_Document text:_
⁂
If you care, you already know the context with p = 0.87. Bob Murphy writes:
Cowen is right that a sustainable lengthening of the capital structure initially requires a reduction in consumption; what happens is investors abstain and plow their savings into the new projects. But during a central-bank-induced boom, there hasn't been real savings to fund the new investments. That's why the boom is unsustainable, but it also explains why consumption increases at the same time. It's true that this is impossible in the long run, but in the short run it is possible to increase investment in new projects, and to increase consumption at the same time. What you do is neglect maintenance on critical intermediate goods, just as our islanders were able to pull off the feat for a few months.
Krugman's response, which focuses on slightly different issues, is here. I will say that in the Austrian theory, once the central bank lowers the real interest rate, the increase in investment ought to come from shorter-term processes, such as real consumption. (That's if you think the interest rate substitution effect is dominant, as the theory implies.) Capital maintenance is usually a longer-term process and it ought to be encouraged by the lower rates induced by monetary policy. The employment and liquidity boosts of the boom also might encourage more capital maintenance.
⁂
_Goal:_
How might the post on Austrian business cycle theory and capital maintenance continue? Write the next few sentences, starting right after its final sentence.

_Given information:_
⁂
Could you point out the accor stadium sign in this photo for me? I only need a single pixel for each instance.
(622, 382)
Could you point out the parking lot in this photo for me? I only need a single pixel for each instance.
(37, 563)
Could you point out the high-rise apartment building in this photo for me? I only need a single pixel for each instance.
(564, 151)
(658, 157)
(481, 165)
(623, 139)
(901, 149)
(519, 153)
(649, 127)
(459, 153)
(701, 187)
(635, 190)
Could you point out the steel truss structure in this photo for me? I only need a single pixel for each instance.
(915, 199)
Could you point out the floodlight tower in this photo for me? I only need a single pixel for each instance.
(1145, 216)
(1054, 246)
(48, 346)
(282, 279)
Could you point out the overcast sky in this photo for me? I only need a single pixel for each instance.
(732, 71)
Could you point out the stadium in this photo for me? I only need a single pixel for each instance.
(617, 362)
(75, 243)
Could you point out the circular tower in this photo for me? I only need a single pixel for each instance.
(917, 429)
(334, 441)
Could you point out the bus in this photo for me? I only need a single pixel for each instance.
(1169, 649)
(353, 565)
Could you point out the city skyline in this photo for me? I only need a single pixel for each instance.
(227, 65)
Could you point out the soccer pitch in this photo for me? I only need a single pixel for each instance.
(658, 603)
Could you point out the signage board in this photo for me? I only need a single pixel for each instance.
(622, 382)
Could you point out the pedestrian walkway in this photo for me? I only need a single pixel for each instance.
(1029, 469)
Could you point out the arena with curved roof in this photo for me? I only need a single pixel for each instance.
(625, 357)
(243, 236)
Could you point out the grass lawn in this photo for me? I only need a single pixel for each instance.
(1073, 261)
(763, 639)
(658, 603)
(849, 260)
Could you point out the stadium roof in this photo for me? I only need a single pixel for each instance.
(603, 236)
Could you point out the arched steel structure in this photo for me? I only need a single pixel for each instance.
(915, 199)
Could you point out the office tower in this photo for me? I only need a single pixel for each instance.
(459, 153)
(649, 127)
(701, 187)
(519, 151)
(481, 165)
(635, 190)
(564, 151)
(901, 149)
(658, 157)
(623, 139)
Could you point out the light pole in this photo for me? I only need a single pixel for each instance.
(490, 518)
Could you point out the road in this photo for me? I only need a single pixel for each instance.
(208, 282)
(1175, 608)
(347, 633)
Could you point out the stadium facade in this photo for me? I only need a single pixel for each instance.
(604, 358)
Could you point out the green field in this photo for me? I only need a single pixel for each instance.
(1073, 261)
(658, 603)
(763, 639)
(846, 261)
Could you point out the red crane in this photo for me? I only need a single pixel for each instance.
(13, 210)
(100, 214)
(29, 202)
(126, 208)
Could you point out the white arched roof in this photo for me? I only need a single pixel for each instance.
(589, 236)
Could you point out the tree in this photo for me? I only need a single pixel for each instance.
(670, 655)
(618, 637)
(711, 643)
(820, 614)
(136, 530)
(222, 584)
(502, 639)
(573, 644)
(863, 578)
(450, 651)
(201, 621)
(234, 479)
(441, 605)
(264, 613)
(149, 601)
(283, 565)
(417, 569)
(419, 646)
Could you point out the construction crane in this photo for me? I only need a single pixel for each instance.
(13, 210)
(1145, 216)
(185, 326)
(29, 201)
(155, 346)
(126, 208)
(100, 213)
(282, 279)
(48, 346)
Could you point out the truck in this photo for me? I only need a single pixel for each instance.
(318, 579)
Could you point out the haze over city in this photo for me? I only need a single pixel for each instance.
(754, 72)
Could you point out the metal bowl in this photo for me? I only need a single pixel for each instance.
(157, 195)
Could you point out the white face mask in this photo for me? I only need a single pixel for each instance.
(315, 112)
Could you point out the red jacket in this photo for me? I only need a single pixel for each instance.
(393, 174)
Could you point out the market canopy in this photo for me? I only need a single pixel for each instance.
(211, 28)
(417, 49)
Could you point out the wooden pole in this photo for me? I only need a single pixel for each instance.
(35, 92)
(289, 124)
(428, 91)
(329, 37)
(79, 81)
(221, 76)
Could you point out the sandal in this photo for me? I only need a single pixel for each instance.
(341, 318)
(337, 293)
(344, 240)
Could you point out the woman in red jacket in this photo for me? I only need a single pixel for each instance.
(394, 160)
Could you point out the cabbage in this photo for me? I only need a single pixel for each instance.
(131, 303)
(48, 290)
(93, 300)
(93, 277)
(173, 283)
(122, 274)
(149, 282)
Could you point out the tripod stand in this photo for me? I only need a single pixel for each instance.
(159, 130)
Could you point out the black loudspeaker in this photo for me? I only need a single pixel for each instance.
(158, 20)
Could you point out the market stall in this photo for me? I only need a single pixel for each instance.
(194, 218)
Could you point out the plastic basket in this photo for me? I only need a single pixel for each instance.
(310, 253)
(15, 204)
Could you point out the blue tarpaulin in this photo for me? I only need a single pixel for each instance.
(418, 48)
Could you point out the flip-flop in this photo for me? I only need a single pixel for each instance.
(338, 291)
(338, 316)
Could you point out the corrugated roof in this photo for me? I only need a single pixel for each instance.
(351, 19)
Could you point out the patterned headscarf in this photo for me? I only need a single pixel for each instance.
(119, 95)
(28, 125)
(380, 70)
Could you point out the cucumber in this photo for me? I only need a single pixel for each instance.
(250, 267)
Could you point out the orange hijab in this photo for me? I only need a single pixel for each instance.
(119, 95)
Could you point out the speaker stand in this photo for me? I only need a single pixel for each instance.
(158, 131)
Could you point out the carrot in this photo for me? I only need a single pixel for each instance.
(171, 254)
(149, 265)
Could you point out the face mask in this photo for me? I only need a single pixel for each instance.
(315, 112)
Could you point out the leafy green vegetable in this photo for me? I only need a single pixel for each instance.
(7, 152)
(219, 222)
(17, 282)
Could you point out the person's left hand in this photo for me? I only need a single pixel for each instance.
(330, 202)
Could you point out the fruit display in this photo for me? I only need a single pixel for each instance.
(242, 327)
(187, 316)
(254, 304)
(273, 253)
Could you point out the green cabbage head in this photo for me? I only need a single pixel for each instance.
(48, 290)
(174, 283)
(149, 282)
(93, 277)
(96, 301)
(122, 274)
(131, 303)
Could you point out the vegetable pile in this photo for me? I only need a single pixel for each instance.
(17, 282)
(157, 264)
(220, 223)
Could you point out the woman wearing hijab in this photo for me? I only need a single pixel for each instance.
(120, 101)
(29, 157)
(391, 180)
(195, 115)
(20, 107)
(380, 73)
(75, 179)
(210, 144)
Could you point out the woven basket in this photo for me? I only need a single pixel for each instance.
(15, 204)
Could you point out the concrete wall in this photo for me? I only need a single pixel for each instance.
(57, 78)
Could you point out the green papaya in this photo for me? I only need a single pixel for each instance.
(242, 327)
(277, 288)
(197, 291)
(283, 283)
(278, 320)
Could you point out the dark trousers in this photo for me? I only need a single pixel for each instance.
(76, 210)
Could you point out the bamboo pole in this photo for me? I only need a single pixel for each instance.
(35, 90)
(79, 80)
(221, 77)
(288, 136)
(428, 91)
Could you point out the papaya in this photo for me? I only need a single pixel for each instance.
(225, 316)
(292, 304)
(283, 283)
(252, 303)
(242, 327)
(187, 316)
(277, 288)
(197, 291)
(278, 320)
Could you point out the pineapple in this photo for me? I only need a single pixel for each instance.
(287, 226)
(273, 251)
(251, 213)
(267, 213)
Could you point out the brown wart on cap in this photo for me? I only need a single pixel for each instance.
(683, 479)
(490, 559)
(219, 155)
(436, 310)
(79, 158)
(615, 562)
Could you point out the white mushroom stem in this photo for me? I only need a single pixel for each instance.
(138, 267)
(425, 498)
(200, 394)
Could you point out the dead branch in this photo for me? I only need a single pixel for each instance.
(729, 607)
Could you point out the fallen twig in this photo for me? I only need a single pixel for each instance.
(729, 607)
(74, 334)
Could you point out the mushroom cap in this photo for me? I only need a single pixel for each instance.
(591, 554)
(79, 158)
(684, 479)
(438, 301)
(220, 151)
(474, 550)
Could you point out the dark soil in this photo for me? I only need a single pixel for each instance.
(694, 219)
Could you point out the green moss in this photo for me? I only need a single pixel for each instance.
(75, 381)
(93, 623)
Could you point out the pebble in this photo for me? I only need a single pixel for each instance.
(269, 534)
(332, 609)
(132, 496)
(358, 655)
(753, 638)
⁂
_Response below:_
There is of course a literature on the cyclicality of depreciation, capital maintenance, and so on. Overall it supports my claims, for instance: "In all cases, investment and maintenance are gross complements." Or see here. The most careful study I could find, based on Canadian data, shows that investment and capital maintenance move together in the same direction. This piece argues for countercyclical maintenance expenditures, but not on the basis of any actual evidence. In any case, how much is capital maintenance as a percent of gdp anyway? Here is one earlier Canadian estimate of about six percent. Will variations in that sum — with conversion time — be enough to support a consumption boom? With expanding capital investment, a full employment assumption, and a basic closed economy model? I doubt it.
Maybe Murphy has a revisionist view of the capital maintenance literature or maybe he would consider those unfair tests, because they are not all embedded in Austrian scenarios. Still, the burden of proof here is on him and I don't see that he has cited evidence at all. Comovement remains an embarassing empirical fact for Austrian accounts of the boom.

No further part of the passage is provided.